Return each entry word for word. Leave the images out.
▼
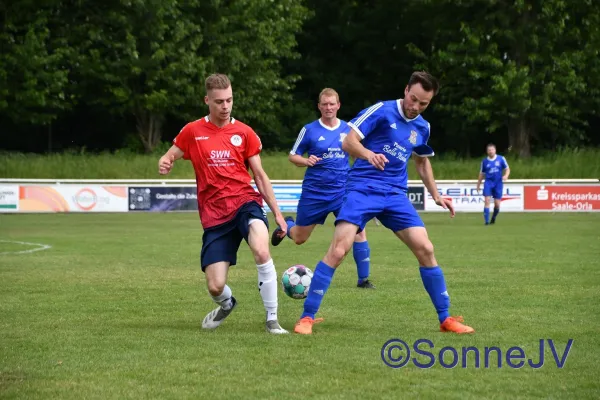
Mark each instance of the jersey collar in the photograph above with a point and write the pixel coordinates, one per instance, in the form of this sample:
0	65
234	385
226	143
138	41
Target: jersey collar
231	121
399	104
330	128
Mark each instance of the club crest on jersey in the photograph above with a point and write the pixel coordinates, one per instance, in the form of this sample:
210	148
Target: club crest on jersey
413	137
236	140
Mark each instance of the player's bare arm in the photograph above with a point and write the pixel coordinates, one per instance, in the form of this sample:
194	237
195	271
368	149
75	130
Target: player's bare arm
165	163
425	171
479	180
263	183
352	146
300	161
506	174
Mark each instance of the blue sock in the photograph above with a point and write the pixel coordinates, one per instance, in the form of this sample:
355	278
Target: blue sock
496	211
291	224
318	287
435	284
361	253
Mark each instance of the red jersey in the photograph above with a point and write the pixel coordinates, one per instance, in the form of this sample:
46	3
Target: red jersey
219	157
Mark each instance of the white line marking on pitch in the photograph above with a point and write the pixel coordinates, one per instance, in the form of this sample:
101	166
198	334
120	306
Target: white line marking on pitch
41	246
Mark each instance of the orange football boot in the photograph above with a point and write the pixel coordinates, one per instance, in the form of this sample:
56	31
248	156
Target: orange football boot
455	324
304	326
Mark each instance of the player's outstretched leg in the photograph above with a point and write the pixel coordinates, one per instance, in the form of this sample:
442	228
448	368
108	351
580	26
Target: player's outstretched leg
258	240
433	278
362	257
275	239
496	210
341	244
486	210
216	278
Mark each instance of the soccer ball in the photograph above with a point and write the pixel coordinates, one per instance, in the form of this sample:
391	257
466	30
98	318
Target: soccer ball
296	281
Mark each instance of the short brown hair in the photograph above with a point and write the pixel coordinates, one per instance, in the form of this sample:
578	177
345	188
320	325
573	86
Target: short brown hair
426	80
329	92
217	81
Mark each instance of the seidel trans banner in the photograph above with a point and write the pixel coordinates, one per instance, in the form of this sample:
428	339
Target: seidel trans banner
81	198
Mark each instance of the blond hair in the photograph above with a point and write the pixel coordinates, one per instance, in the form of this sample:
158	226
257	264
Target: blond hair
329	92
217	81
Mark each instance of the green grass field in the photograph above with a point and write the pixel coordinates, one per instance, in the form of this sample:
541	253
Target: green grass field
569	164
113	309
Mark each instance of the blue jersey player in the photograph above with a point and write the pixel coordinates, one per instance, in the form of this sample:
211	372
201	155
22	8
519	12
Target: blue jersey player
325	179
382	139
495	170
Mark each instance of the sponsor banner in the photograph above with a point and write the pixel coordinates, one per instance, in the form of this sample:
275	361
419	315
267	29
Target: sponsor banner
562	198
466	198
72	198
9	198
417	197
185	198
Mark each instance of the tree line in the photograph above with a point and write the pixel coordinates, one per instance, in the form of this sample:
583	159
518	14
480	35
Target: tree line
524	74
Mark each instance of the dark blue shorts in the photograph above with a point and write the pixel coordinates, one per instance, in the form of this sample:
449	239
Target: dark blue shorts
311	211
493	189
394	210
222	242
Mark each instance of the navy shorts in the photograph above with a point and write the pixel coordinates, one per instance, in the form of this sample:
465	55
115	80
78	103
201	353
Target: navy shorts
394	210
222	242
311	211
493	189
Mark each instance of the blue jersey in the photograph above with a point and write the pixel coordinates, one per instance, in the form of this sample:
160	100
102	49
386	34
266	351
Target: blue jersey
327	178
385	130
492	168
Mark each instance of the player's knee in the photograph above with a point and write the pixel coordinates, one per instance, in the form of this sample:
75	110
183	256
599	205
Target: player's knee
215	287
425	249
262	255
361	237
336	254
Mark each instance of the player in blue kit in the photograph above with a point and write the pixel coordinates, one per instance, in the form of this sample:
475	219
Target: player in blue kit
495	170
382	139
324	184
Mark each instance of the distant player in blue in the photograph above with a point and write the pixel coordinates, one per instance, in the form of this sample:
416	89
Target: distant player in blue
324	184
495	170
382	139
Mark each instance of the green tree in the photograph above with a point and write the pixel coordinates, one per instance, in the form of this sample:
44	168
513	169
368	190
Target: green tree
140	58
526	66
149	58
250	40
34	75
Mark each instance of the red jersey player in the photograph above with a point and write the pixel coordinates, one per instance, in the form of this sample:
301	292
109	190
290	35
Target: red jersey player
221	149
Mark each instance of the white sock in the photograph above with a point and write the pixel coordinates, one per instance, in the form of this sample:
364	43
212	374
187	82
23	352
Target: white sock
267	285
224	299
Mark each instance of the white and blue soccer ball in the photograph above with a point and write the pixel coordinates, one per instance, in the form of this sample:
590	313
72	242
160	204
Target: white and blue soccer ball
296	281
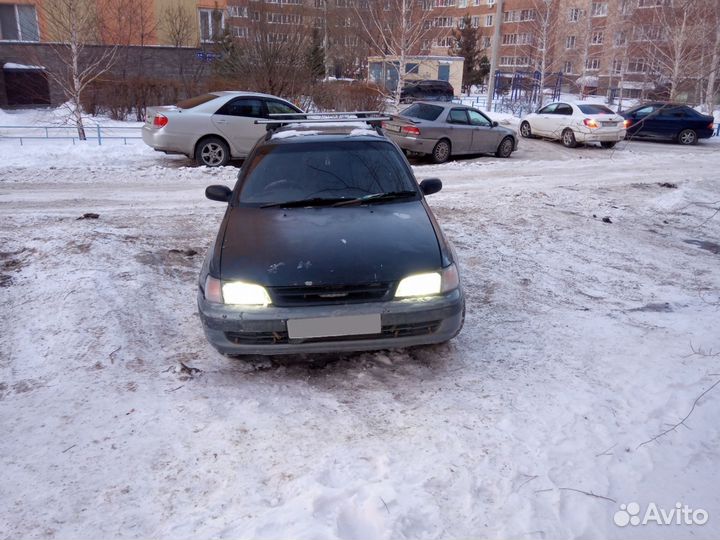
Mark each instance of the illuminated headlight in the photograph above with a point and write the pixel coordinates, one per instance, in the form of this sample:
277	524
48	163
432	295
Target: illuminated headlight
429	284
235	292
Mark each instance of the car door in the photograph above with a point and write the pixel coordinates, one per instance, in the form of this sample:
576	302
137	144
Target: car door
561	118
459	130
485	138
541	124
645	122
236	121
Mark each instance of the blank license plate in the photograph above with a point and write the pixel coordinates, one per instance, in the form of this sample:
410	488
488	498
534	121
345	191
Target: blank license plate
351	325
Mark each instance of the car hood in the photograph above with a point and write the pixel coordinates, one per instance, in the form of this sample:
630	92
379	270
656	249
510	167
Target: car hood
328	246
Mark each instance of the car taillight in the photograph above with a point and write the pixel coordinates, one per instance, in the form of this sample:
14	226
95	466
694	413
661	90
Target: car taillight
410	130
160	120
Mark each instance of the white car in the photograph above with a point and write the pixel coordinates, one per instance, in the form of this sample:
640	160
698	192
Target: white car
212	128
574	123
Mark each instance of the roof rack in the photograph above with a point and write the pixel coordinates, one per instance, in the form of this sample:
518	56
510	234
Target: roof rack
277	121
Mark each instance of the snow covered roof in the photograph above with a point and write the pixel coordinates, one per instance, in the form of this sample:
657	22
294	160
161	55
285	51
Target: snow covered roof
21	67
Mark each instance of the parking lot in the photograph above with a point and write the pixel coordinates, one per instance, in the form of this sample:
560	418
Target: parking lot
592	280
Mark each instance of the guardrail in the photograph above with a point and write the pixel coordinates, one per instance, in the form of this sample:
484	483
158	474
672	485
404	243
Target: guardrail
92	133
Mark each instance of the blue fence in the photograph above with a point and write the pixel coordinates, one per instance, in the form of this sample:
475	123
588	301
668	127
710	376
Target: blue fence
97	134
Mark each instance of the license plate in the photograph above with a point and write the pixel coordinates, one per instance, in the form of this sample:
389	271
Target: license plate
351	325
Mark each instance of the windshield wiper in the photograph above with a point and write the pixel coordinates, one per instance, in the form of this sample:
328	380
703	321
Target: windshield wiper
314	201
374	197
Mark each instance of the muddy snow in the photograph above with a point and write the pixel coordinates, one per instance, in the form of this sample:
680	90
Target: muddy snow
592	330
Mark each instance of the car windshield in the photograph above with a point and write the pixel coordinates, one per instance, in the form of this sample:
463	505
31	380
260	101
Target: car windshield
▲
## TASK RESPONSE
Mark each instance of the jersey collar in the photograph above with a point and write the pixel coordinates, one per instance, in the form of this sample:
0	65
234	385
226	143
138	41
Target: jersey collar
231	121
399	104
330	128
Mark each instance of the club crest on jersey in the photograph above with a point and write the pixel coordinates, one per instance, in the form of this sample:
210	148
Target: club crest on jersey
413	137
236	140
Mark each instance of the player's bare arm in the photograph above with a point and write the pixel coordinates, one per instance, in the form of this sample:
194	237
195	271
368	149
75	130
Target: player's bare arm
165	163
425	171
479	180
263	183
352	146
300	161
506	174
Mark each instance of the blue sock in the photograph above with a point and write the pixel coordinates, one per instance, in the form of this sample:
355	278
Target: blue sock
496	211
291	224
318	287
435	284
361	253
Mark each instance of the red jersey in the photograph above with a point and write the pixel coordinates, one per instance, in the form of this sample:
46	3
Target: red jersey
219	157
Mark each instance of the white line marking on pitch in the photograph above with a point and write the pixel coordinates, one per instance, in the form of this sample:
101	166
198	334
120	306
Target: white line marking on pitch
41	246
Mark each instance of the orange football boot in the photograph above with a point and write the pixel coordinates, one per instance, in the form of this sample:
56	31
248	156
Target: orange football boot
455	324
304	326
Mark each instance of the player's outstretched leg in the photograph above with a point and write the pixel coordinates, one per instance, in the form of this sample:
442	228
448	368
108	351
580	26
Target: player's outstretched leg
258	240
433	278
362	257
275	239
496	210
341	244
486	210
216	278
Mark each instance of the soccer ball in the photograph above with a point and write the pixel coordinates, one per instance, in the form of this sample:
391	257
466	30
98	318
Target: soccer ball
296	281
Mark each instance of the short brown hair in the photograph above with a point and write the pixel coordinates, one per instance, in the form of this sample:
578	177
345	188
320	325
573	86
Target: short brown hair
426	80
329	92
217	81
Mark each instance of the seidel trans banner in the photograph above with a point and write the pixel coordinates, one per instance, in the form of this sample:
428	339
Target: seidel trans banner
81	198
Mark each instance of the blond hair in the photograph above with a point and write the pixel coordinates, one per instance, in the form of this sample:
158	226
257	264
Target: blond hair
329	92
217	81
Mark each instance of the green grass field in the photograph above with a point and write the pixel coordinates, one per instance, in the form of this sample:
541	253
Target: green grass field
569	164
113	309
Mark each instance of the blue jersey player in the photograph above with a point and write the pixel coordinates, one per instance, in the form of this sample:
211	372
201	155
22	8
519	12
Target: blue jersey player
325	179
382	139
495	170
Mark each instance of the sponsor banner in the photograph above with a point and write the pixel coordinates, one per instance, in the form of this sample:
275	361
419	315
267	29
Target: sponsor banner
562	198
466	198
72	198
9	198
417	197
185	198
Mark each instance of the tree line in the photograph above with a point and write the pixel coordinates, one per instance, in the form of this sample:
583	159
518	14
480	35
Target: tree line
524	74
Mark each instance of the dark blue shorts in the photograph above with a point and write the pixel coordinates, one per instance, in the form of this sample:
449	239
Target: dark blue shorts
311	211
493	189
394	210
222	242
Mark each instance of the navy shorts in the photograph above with a point and write the pixel coordinates, one per instance, in the form of this sample:
465	55
115	80
78	103
201	353
Target: navy shorts
394	210
222	242
311	211
493	189
Mark each instance of the blue jersey in the photograph above with a point and write the pixel coordinates, one per instance, in the form of this sample:
160	100
102	49
386	34
266	351
Target: blue jersey
327	178
385	130
492	168
Mark each instance of the player's knee in the photograph above with a point and write the pixel coordinates, one per instance, in the form of this sample:
75	110
183	256
599	205
Target: player's knee
215	287
425	249
262	255
361	237
336	254
Mark each instance of the player in blue kit in the photograph above with a point and write the pixel coordinates, one per instance, in the form of this sample:
475	219
Target: player in blue kit
495	170
382	139
324	184
Mark each instance of the distant player in blue in the photograph above with a point and write the pixel coordinates, one per instance, in the form of this sample:
416	89
Target: distant player in blue
324	184
495	170
382	139
Mark each instance of the green tree in the photograph above with a point and write the pixel coordinates, one per instance, in the form of this sample:
44	168
513	169
368	190
Target: green tree
140	58
526	66
149	58
250	40
34	75
Mark each instance of the red jersey player in the photograph above with a point and write the pixel coordinates, one per instance, in the form of this sample:
301	292
109	190
290	35
Target: red jersey player
221	149
Mark each instance of the white sock in the photograph above with a point and write the pixel coordinates, one per instance, in the form of this sample:
364	43
212	374
187	82
23	352
Target: white sock
267	285
224	299
Mark each instance of the white and blue soccer ball in the photograph above with a point and write the pixel coordinates, one per instance, in the form of this sample:
590	313
72	242
160	204
Target: white and blue soccer ball
296	281
Mark each instance of the illuminated headlight in the photograph above with a point and write the pixel coordinates, one per instance, in the form of this sample:
277	524
48	163
432	295
Target: illuminated headlight
429	284
235	292
Mark each instance of the car door in the photograph above with a point and write the pixel coordinates, one per instance, in the form of this sample:
576	302
137	144
Target: car door
561	118
459	130
485	138
541	124
645	122
236	121
Mark each instance of the blank license plate in the photograph above with a point and write the pixel coordinates, one per instance, in the form of this sample:
410	488
488	498
534	121
345	191
Target: blank license plate
351	325
Mark each instance of the car hood in the photograph above with a point and write the pixel coordinates, one per instance, in the form of this sample:
630	92
379	270
656	249
510	167
Target: car hood
328	246
Mark each instance of the car taillight in the photograph above with a point and write the pixel coordinates, one per instance, in the form of this sample:
14	226
95	466
694	413
661	90
Target: car taillight
410	130
160	120
Mark each instance of the white car in the photograph above with a point and write the pixel coordinates, one per instance, in the form of this sample:
640	160
698	192
Target: white car
212	128
574	123
Mark each instance of the roof rack in the photograph above with a point and write the pixel coordinates, one per instance, in the form of this sample:
518	56
510	234
Target: roof rack
277	121
Mark each instance of the snow covered roof in the photograph above with a point and write the pixel coordinates, one per instance, in the form of this sample:
657	22
294	160
161	55
285	51
Target: snow covered roof
21	67
Mark each instance of the parking lot in the photograph above with a point and write the pixel coordinates, one per instance, in the form of this sample:
560	418
Target: parking lot
592	280
Mark each instance of the guardrail in the photograph above with a point and write the pixel coordinates, one per instance, in the form of this sample:
484	483
158	474
672	485
404	243
Target: guardrail
92	133
Mark each instance of the blue fence in the photograph above with a point and write the pixel coordinates, one per instance, in the form of this sample:
475	123
588	301
668	127
710	376
Target: blue fence
97	134
Mark each instance of the license plate in the photograph above with a point and write the pixel coordinates, one per instance, in the form of this sample:
389	271
Target: license plate
351	325
Mark each instance of the windshield wiper in the photograph above with a point and write the pixel coordinates, one per instance, in the form of this sample:
328	380
703	321
Target: windshield wiper
314	201
374	197
Mark each instance of the muddy snow in the photograph above with a point and write the pixel coordinates, one per instance, in the form of this sample:
680	90
Target: muddy snow
592	330
Mark each instance of the car windshield in the photograph above with a point and write the pixel coordinates, one per instance, in the form of this sample:
463	505
31	380
260	101
Target: car windshield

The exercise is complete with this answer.